[WHAT THE TASK ASKS] Please restate the following records word for word.

________________________

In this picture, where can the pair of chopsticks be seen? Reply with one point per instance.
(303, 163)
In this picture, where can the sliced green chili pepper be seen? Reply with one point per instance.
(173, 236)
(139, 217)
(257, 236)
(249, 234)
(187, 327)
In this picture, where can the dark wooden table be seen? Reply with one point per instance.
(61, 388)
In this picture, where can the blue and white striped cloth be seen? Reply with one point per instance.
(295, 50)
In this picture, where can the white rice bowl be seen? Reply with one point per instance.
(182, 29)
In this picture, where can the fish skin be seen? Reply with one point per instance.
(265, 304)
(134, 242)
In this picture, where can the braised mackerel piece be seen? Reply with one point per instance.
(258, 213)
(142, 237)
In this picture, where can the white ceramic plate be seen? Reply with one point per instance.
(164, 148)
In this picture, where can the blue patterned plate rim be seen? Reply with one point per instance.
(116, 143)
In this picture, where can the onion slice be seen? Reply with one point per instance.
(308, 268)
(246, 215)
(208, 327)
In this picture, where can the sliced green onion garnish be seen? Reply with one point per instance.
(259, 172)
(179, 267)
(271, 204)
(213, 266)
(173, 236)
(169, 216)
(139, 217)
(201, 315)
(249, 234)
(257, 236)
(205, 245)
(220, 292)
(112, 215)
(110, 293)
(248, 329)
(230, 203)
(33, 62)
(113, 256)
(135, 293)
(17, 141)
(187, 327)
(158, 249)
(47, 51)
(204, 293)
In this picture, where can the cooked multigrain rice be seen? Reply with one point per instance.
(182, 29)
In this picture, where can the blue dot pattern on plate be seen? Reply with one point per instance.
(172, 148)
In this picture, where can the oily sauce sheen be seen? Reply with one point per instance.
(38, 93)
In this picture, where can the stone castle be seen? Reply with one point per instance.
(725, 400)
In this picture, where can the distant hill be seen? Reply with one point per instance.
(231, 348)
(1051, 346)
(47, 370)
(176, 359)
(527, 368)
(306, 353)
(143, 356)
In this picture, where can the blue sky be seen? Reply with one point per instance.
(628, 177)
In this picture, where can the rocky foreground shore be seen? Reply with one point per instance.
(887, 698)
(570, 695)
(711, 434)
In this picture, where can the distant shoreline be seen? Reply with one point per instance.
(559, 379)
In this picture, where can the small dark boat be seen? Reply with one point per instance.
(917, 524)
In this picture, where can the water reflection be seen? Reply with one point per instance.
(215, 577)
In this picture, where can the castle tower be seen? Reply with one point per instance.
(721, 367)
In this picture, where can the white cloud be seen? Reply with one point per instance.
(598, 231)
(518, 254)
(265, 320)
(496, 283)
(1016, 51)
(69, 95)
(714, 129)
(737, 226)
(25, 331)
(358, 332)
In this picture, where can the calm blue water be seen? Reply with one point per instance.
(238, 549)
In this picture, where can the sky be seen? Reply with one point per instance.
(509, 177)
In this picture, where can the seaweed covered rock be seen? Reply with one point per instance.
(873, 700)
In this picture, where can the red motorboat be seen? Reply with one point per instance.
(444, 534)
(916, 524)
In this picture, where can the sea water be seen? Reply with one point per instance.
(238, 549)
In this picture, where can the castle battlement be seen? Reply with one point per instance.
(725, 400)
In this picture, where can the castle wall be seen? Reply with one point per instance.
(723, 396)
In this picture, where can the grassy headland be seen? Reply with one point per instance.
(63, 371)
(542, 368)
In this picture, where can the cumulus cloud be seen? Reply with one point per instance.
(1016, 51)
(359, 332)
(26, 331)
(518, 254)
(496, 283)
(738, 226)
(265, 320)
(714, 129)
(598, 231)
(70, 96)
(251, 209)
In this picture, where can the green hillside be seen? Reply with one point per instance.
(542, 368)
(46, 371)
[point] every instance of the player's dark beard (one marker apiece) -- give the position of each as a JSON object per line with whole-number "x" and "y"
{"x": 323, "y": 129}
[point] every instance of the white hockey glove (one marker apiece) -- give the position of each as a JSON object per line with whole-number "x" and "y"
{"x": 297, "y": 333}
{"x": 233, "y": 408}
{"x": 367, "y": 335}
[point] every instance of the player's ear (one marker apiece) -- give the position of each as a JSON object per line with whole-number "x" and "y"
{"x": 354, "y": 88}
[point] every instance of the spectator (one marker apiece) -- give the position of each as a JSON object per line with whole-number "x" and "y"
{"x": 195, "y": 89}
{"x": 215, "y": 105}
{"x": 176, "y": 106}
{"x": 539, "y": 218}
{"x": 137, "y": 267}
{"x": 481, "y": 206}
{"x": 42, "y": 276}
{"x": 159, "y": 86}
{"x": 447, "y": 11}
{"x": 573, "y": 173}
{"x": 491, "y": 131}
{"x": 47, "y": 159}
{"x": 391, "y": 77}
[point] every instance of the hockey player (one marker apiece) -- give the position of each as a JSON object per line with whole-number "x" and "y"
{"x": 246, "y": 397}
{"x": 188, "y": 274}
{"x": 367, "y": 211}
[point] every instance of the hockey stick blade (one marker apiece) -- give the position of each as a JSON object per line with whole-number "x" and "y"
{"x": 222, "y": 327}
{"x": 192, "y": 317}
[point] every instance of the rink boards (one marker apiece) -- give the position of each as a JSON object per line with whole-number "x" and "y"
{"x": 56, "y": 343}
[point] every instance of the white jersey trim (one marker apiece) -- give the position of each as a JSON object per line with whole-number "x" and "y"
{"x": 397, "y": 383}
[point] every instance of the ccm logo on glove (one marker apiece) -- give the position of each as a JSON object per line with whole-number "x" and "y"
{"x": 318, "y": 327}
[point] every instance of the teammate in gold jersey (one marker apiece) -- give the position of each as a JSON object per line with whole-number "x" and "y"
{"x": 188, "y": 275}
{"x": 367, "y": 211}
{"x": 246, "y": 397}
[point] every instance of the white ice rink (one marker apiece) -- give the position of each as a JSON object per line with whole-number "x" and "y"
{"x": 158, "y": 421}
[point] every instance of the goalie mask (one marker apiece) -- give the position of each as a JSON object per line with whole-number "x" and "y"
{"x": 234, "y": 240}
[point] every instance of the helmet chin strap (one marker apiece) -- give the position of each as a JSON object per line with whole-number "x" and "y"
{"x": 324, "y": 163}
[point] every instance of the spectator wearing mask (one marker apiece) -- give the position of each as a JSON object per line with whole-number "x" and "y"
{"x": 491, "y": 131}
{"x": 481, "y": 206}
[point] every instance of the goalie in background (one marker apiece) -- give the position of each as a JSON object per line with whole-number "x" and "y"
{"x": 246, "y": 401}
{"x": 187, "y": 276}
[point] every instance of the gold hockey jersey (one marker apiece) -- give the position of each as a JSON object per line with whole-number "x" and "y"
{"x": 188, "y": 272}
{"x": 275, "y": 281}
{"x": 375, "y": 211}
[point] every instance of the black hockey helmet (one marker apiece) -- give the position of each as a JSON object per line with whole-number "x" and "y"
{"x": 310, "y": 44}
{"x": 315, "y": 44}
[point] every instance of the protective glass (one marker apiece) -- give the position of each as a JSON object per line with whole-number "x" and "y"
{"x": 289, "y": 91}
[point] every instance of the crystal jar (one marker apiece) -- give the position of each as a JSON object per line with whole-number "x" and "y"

________________________

[ANSWER SPACE]
In this picture, where can the pair of chopsticks be seen? Reply with one point per instance.
(303, 163)
In this picture, where can the sliced green chili pepper be seen? Reply with one point per instance.
(173, 236)
(139, 217)
(257, 236)
(249, 234)
(187, 327)
In this picture, where can the dark wooden table be seen? Reply with one point per instance.
(61, 388)
In this picture, where can the blue and white striped cloth be seen? Reply with one point per instance.
(295, 50)
In this picture, where can the white rice bowl be seen? Reply with one point per instance.
(182, 29)
In this picture, where can the fish skin be seen? Reply with one point per instance.
(265, 304)
(134, 242)
In this picture, where can the braised mackerel piece be seen? Reply with one point per instance.
(258, 213)
(142, 237)
In this picture, where can the white ceramic plate be seen? Reply with one point per instance.
(164, 148)
In this picture, where can the blue patterned plate rim be seen? Reply with one point per instance.
(116, 143)
In this picture, where can the onion slice be seen? Reply with one point per instance.
(308, 268)
(246, 215)
(208, 327)
In this picture, where can the sliced green onion garnish be seen? Reply with one point per instance.
(259, 172)
(179, 267)
(271, 204)
(213, 266)
(173, 236)
(169, 216)
(139, 217)
(201, 315)
(249, 234)
(257, 236)
(205, 245)
(220, 292)
(112, 215)
(110, 293)
(248, 329)
(230, 203)
(33, 62)
(113, 256)
(135, 293)
(17, 141)
(187, 327)
(158, 249)
(47, 51)
(204, 293)
In this picture, where can the cooked multigrain rice be seen? Reply with one point per instance.
(182, 29)
In this picture, where can the blue dot pattern on plate be seen? Reply with one point per instance.
(172, 148)
In this picture, where can the oily sauce sheen be seen? Reply with one point per instance.
(38, 93)
In this picture, where can the stone castle be seen? Reply with one point per instance.
(725, 400)
In this picture, where can the distant hill be seen? Reply with one point per instance.
(231, 348)
(1051, 346)
(47, 370)
(176, 359)
(527, 368)
(306, 353)
(143, 356)
In this picture, where can the blue sky be seen? Reply with one point per instance.
(628, 177)
In this picture, where can the rocky foreground shore be seen? Reply with one point per instance.
(887, 698)
(570, 695)
(711, 434)
In this picture, where can the distant shoreline be seen? Reply with one point per instance.
(559, 379)
In this picture, where can the small dark boat be seen? Reply with one point per instance.
(917, 524)
In this picture, where can the water reflection be seen? Reply with one point per instance.
(215, 577)
In this picture, where can the castle tower be seen? Reply with one point per instance.
(721, 367)
In this picture, where can the white cloud be seen? Reply with one point per instance.
(598, 231)
(518, 254)
(265, 320)
(496, 283)
(1016, 51)
(69, 95)
(714, 129)
(737, 226)
(25, 331)
(358, 332)
In this picture, where can the calm blue water be seen? Reply with one point per instance.
(238, 549)
In this picture, where can the sky be seen? Reply with one point per instance.
(509, 177)
In this picture, where can the seaweed covered rock be seen? Reply with one point per instance.
(873, 700)
In this picture, where can the red motorboat be seen? Reply with one point per instance.
(444, 534)
(916, 524)
In this picture, where can the sea water be seen? Reply with one point per instance.
(238, 549)
In this picture, where can the castle battlement be seen? Reply with one point per instance.
(725, 400)
In this picture, where can the castle wall be seen? Reply with one point per instance.
(723, 396)
In this picture, where can the grassy headland be seen? Reply with one point per instance.
(63, 371)
(542, 368)
In this picture, where can the cumulus cloud be seen? Reply with one point per instance.
(1016, 51)
(359, 332)
(26, 331)
(518, 254)
(496, 283)
(738, 226)
(265, 320)
(714, 129)
(598, 231)
(70, 96)
(251, 209)
In this picture, where can the green hillside be seen? Reply with one point per instance.
(542, 368)
(46, 371)
[point] every instance of the player's dark beard (one marker apiece) -- give the position of each as a JSON object per line with whole-number "x" and "y"
{"x": 323, "y": 129}
[point] every instance of the white hockey glove (one marker apiece) -- give the position of each as a JSON object per line with whole-number "x" and "y"
{"x": 297, "y": 333}
{"x": 233, "y": 408}
{"x": 367, "y": 335}
[point] every instance of the player's ear (one marker apiece) -- give the position of each as a JSON object per line with whole-number "x" and "y"
{"x": 354, "y": 88}
[point] every instance of the spectator (one marker apiece) -- give the position of each as a JSON object per line with whole-number "x" and "y"
{"x": 195, "y": 89}
{"x": 215, "y": 105}
{"x": 176, "y": 106}
{"x": 539, "y": 218}
{"x": 137, "y": 267}
{"x": 481, "y": 206}
{"x": 42, "y": 276}
{"x": 159, "y": 86}
{"x": 447, "y": 11}
{"x": 573, "y": 173}
{"x": 491, "y": 131}
{"x": 47, "y": 159}
{"x": 391, "y": 77}
[point] every instance of the hockey player (one marker apiece) -- give the position of each as a JSON object per line with whole-number "x" and "y"
{"x": 246, "y": 397}
{"x": 188, "y": 274}
{"x": 367, "y": 211}
[point] every instance of the hockey stick blade (one marker apiece) -- give the position of each as a JSON object per line with whole-number "x" and "y"
{"x": 222, "y": 327}
{"x": 192, "y": 317}
[point] every instance of the rink boards (one marker apiece) -- give the position of each as a JSON object per line with whole-number "x" and "y"
{"x": 56, "y": 343}
[point] every instance of the white jersey trim (one marker apiece) -- give the position of each as a JSON object per line with whole-number "x" and "y"
{"x": 397, "y": 383}
[point] every instance of the ccm logo on glove (one marker apiece) -- give the position of each as a JSON object per line with whole-number "x" and "y"
{"x": 318, "y": 327}
[point] every instance of the teammate in gold jersey (one marker apiece) -- give the position of each as a JSON object per line with whole-number "x" and "y"
{"x": 188, "y": 275}
{"x": 367, "y": 211}
{"x": 246, "y": 397}
[point] every instance of the white ice rink (one marker apiece) -- give the position of each as a JSON object per line with whole-number "x" and "y"
{"x": 158, "y": 421}
[point] every instance of the goalie mask (one marker apiece) -- give the position of each as a JSON object per line with whole-number "x" and "y"
{"x": 234, "y": 240}
[point] every instance of the helmet chin strap (one marker apiece) -- give the position of each as a JSON object per line with whole-number "x" and "y"
{"x": 324, "y": 163}
[point] every instance of the spectator wearing mask (one marker apiece) -- give the position of each as a JSON object per line with whole-number "x" and "y"
{"x": 491, "y": 131}
{"x": 481, "y": 206}
[point] every instance of the goalie in background (one marker apiece) -- give the position of each as a JSON object per line with whole-number "x" and "y"
{"x": 246, "y": 401}
{"x": 187, "y": 276}
[point] every instance of the gold hockey jersey (one marker apiece) -- give the position of each as a JSON object per line with whole-number "x" and "y"
{"x": 188, "y": 272}
{"x": 275, "y": 281}
{"x": 375, "y": 211}
[point] every instance of the black hockey helmet (one marker apiece) -- give the position of each as a JSON object per line with whole-number "x" and "y"
{"x": 310, "y": 44}
{"x": 315, "y": 44}
[point] every instance of the protective glass (one marker apiece) -- give the position of each as a JSON object per line with whole-number "x" and "y"
{"x": 289, "y": 91}
[point] every instance of the crystal jar (one marker apiece) -- give the position of each as a JSON object per line with whole-number "x" and "y"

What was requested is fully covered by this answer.